- _EXERCISE_: The records are set out below this line. Return exactly the lines from the one containing "trousers and record integer pixel coordinates." through the last, and exclude the pictures.

- _EXERCISE MATERIALS_:
------------------------------

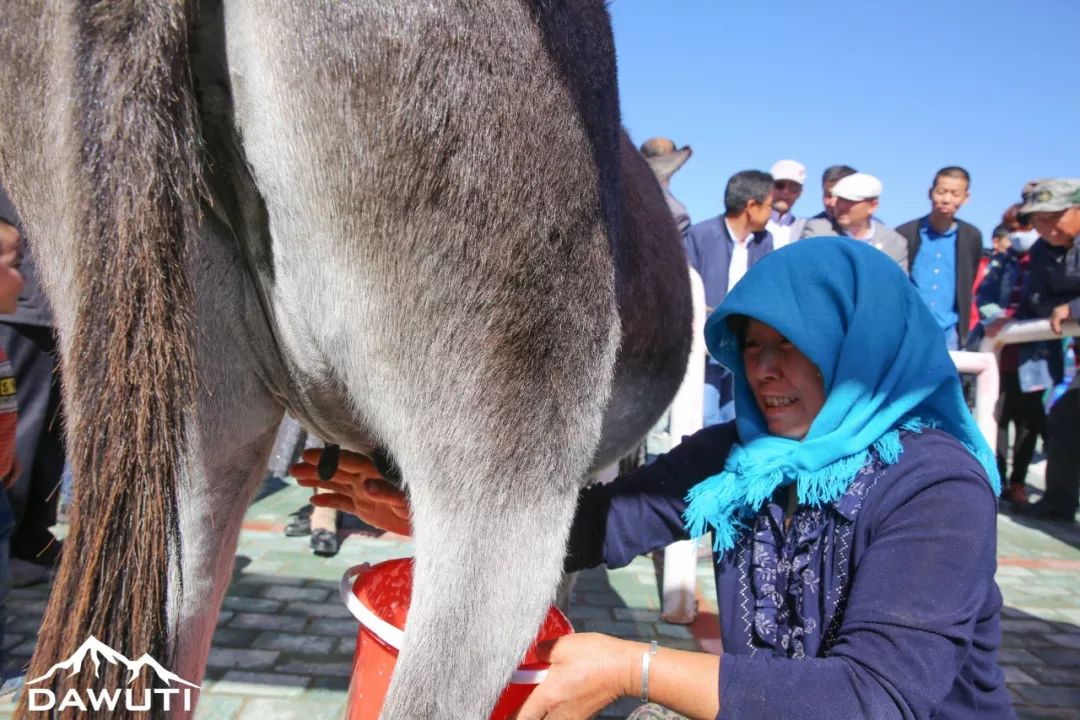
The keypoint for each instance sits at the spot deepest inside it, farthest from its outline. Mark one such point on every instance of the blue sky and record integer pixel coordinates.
(893, 87)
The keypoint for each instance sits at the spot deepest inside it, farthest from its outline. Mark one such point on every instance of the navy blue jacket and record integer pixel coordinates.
(709, 249)
(1053, 279)
(903, 617)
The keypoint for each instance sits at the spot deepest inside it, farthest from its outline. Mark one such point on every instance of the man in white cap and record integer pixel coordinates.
(855, 201)
(788, 176)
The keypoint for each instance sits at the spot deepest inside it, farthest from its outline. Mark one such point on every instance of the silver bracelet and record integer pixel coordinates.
(646, 659)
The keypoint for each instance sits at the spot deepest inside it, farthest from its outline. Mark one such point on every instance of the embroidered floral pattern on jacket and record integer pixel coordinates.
(786, 567)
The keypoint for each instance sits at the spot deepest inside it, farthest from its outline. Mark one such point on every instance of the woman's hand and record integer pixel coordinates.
(588, 673)
(358, 488)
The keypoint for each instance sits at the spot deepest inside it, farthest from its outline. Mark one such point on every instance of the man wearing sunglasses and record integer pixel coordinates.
(1053, 291)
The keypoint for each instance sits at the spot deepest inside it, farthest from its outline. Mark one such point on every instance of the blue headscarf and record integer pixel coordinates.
(852, 312)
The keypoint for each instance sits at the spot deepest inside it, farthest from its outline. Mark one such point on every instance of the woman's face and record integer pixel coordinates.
(787, 386)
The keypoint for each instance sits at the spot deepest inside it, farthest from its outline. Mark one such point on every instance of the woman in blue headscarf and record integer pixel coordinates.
(852, 506)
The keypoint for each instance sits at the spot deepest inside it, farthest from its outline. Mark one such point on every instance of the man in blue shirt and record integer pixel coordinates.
(721, 249)
(944, 255)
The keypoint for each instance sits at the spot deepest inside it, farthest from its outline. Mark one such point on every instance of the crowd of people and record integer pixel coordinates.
(1029, 272)
(851, 498)
(837, 456)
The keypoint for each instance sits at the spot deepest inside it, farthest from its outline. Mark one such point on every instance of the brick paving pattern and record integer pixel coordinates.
(284, 641)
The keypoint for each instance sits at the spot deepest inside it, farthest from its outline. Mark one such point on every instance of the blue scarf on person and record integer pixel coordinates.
(852, 312)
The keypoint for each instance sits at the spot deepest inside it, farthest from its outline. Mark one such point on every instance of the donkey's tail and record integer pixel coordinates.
(129, 364)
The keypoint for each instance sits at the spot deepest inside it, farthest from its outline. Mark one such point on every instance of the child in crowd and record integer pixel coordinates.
(998, 297)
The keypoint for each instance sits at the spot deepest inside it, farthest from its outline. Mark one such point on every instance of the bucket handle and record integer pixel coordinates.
(394, 637)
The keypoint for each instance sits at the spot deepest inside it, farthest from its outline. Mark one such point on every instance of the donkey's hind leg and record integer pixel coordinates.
(231, 432)
(487, 565)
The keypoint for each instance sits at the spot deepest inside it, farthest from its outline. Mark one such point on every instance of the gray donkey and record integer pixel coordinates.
(415, 225)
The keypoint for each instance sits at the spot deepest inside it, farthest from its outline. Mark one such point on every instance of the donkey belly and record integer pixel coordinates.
(440, 200)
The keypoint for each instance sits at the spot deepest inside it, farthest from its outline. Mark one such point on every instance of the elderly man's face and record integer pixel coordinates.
(853, 214)
(828, 199)
(948, 194)
(1057, 228)
(784, 194)
(758, 214)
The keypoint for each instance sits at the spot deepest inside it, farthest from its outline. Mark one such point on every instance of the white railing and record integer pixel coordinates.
(984, 364)
(680, 559)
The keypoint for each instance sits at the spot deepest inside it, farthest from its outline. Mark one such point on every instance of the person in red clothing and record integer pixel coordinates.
(11, 283)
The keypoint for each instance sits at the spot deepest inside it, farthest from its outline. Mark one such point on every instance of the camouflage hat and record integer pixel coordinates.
(1052, 195)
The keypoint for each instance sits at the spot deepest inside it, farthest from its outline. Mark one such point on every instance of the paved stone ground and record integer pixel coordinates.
(284, 641)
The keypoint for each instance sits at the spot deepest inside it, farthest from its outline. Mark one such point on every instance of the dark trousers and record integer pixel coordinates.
(39, 436)
(1025, 411)
(1063, 451)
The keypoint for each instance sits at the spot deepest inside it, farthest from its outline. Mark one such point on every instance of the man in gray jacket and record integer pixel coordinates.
(855, 201)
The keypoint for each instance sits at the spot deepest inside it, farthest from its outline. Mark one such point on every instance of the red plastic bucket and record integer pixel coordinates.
(378, 596)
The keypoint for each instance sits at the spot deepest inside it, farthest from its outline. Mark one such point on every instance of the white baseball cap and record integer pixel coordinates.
(858, 187)
(788, 170)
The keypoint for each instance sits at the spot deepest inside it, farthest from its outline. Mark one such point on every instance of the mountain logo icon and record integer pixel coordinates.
(91, 656)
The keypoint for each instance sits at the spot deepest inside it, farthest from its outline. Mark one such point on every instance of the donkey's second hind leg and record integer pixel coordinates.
(231, 432)
(487, 565)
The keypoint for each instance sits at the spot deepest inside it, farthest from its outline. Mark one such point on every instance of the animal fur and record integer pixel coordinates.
(417, 226)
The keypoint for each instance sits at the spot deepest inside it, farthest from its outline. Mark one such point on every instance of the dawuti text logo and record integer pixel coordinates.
(96, 652)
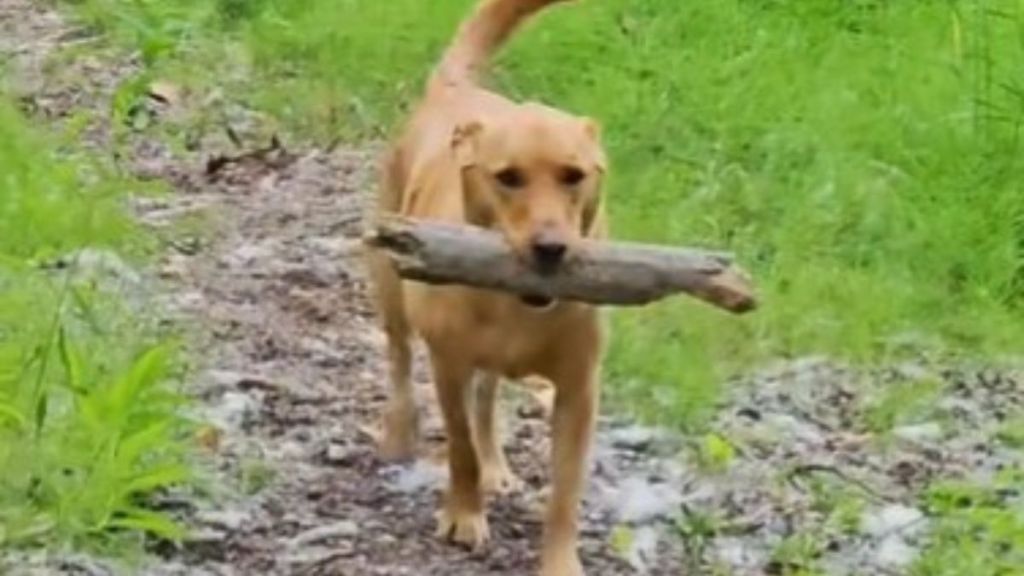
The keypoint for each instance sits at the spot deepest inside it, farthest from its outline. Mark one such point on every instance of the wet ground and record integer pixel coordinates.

------------------------------

- _CORRECT RESPONSE_:
The keypoint for each instance sits at the spot deepest inside it, farthest from its outline. Mark one such point on every instance of the dark trousers and record integer pixel coordinates.
(39, 436)
(1025, 411)
(1063, 451)
The keypoint for each instance sits at the spot deepest inside it, farthest from its outline. Mark one such point on every instance of the man in gray jacket and record integer pixel coordinates.
(855, 201)
The keypoint for each instance sits at the spot deepest inside it, farthest from its outline. Mark one such point on every instance of the red plastic bucket and record integer pixel coordinates.
(378, 596)
The keypoint for each instance sits at the spot deepest inside it, farthest from its outline. Mark one such point on every instance of the white baseball cap and record integer pixel coordinates.
(858, 187)
(788, 170)
The keypoint for each instance sits at the spot deepest inside it, farthest from its outline. Mark one such point on every instance of the mountain logo icon and record integer pixel coordinates.
(91, 656)
The keypoint for each instance sits at the spot deepest inside it, farthest from its outline. Mark one such point on every instance of the donkey's second hind leg and record integer pixel coordinates.
(231, 432)
(487, 565)
The keypoint for each instance sits at the spot deepest inside it, farthest from its outline. Mark one such point on every instance of the animal fur and record integer pixel coordinates.
(417, 226)
The keypoint for each instance sits at the spot deepest inside it, farthest from its outline. Mark one such point on every instance of the dawuti text logo and record integer pixel coordinates.
(96, 652)
The keypoint for each instance sits at the spot deepest inside it, farthest from its outline. Mark one such point on every instance of the wet ground and record integer pixel coordinates.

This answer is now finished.